### Verilen Alıştırma
Aşağıdaki kayıtları, "checker" sözcüğünün yerine her geçtiği yerde "chessboard" koyarak yeniden yazınız. Bunun dışında hiçbir şeyi değiştirmeyiniz.

### Girdi Malzemesi
/---

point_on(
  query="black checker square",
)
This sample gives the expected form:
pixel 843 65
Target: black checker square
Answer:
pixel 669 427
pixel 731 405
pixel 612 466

\---

### Tamamlanan Görev
point_on(
  query="black chessboard square",
)
This sample gives the expected form:
pixel 843 65
Target: black chessboard square
Answer:
pixel 669 427
pixel 731 405
pixel 612 466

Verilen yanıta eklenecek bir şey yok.